Begin Material provided

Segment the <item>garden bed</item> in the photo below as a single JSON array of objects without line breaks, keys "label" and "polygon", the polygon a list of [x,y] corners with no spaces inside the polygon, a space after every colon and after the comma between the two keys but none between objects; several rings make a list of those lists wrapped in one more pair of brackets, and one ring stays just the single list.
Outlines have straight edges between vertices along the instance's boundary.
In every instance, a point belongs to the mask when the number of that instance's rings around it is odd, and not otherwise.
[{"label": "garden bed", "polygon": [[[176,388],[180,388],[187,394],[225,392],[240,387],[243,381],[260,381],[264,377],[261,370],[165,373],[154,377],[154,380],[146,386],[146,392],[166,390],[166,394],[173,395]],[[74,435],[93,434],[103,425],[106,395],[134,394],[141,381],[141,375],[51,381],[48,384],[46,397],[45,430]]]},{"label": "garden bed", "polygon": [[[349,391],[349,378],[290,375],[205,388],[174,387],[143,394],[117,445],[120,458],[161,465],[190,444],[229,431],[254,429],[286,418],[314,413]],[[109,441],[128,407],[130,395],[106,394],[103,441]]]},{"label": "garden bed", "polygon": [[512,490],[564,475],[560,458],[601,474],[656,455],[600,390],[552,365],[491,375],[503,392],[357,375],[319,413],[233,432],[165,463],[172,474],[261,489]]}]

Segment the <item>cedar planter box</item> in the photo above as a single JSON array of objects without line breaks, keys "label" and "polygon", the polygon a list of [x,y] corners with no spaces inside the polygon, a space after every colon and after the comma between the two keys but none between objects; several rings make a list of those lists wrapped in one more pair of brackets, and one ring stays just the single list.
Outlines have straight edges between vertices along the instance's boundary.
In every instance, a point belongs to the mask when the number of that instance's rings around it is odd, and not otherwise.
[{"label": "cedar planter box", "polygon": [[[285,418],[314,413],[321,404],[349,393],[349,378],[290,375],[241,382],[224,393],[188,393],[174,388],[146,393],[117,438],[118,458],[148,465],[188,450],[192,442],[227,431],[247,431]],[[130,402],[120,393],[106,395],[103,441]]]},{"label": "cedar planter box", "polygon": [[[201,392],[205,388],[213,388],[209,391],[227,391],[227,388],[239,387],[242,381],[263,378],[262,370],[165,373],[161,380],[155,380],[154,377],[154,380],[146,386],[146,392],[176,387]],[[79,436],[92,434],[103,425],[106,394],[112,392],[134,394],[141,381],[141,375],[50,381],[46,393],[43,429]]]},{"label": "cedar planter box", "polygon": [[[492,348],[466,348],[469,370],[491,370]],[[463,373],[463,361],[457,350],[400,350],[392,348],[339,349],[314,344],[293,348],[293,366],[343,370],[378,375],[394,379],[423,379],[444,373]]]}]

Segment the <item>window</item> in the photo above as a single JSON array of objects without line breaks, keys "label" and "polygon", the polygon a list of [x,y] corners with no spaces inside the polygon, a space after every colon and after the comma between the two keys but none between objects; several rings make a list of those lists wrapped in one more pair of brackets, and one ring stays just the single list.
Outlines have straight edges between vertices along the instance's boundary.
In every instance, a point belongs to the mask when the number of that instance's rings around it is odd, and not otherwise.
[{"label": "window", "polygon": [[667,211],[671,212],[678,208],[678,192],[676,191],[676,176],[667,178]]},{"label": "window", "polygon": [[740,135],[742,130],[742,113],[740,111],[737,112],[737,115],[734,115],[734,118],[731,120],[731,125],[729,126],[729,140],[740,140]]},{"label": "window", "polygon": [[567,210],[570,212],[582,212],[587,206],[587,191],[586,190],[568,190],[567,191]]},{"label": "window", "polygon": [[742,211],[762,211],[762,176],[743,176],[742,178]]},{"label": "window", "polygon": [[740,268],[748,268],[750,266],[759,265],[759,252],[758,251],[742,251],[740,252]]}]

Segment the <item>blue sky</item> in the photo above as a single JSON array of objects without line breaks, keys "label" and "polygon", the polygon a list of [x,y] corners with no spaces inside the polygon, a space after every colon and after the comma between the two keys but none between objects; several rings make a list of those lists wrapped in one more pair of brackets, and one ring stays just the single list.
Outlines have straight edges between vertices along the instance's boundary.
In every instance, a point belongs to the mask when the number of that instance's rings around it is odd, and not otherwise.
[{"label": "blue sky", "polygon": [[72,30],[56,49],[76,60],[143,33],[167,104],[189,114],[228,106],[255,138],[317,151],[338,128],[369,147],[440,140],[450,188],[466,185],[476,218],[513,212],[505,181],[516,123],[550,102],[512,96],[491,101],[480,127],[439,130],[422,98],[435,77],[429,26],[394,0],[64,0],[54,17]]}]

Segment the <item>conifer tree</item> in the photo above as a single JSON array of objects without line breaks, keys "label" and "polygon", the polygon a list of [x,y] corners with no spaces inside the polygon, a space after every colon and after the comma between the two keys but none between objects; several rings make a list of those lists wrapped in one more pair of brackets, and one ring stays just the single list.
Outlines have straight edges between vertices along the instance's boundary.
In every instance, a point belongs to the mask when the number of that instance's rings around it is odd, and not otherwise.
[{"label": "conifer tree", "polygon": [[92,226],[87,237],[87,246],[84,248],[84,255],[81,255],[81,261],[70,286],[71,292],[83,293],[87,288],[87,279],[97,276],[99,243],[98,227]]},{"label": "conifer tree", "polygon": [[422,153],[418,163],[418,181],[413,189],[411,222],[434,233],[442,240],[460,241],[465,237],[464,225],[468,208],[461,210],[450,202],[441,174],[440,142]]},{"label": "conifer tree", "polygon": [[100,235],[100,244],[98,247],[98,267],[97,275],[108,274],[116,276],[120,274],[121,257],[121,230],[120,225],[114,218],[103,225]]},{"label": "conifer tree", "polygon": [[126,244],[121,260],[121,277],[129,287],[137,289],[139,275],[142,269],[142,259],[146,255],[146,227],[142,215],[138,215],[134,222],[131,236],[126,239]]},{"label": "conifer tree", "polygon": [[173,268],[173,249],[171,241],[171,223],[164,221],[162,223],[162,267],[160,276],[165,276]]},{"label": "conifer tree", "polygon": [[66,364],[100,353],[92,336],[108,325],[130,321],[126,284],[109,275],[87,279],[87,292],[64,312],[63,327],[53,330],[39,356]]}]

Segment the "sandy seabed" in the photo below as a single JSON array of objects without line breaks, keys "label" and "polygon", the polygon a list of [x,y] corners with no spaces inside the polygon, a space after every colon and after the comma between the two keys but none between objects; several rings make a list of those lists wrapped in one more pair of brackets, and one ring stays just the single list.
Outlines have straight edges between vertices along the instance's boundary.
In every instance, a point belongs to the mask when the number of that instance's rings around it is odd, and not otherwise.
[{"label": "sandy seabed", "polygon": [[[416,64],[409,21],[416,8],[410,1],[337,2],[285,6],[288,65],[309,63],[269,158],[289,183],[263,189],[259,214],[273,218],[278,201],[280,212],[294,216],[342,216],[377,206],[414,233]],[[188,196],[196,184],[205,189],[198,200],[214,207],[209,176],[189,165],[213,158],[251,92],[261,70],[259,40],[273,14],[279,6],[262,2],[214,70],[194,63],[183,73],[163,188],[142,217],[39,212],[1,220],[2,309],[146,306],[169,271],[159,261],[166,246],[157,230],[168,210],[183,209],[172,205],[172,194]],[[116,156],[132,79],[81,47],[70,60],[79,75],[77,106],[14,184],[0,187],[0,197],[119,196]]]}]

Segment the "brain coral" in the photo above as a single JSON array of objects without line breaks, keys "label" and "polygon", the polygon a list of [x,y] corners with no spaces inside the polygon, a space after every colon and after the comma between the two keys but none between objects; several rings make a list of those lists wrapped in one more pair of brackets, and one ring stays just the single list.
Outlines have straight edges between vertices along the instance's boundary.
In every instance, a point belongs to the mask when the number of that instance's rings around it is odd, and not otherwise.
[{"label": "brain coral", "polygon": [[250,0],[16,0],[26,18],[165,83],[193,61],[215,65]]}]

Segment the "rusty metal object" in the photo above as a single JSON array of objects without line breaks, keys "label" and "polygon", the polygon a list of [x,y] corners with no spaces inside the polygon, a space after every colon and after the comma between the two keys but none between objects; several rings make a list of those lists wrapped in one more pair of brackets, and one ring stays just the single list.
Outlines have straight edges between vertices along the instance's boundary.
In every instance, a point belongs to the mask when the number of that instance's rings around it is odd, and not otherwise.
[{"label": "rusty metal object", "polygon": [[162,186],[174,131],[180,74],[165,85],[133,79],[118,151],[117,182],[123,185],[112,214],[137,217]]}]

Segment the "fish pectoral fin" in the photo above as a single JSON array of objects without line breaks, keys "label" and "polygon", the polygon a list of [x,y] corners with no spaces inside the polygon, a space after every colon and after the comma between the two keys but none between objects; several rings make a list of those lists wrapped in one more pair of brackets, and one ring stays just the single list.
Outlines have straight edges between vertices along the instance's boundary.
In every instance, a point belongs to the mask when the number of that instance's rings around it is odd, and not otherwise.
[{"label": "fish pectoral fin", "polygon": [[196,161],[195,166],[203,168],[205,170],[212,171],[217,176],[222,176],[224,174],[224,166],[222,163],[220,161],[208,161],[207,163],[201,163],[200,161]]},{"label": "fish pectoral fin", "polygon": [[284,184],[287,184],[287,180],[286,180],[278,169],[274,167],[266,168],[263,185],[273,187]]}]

End Material provided

### Task requirements
Tally the lines above that contain the string "pectoral", where case counts. Reply with the number alone.

### Solution for this task
2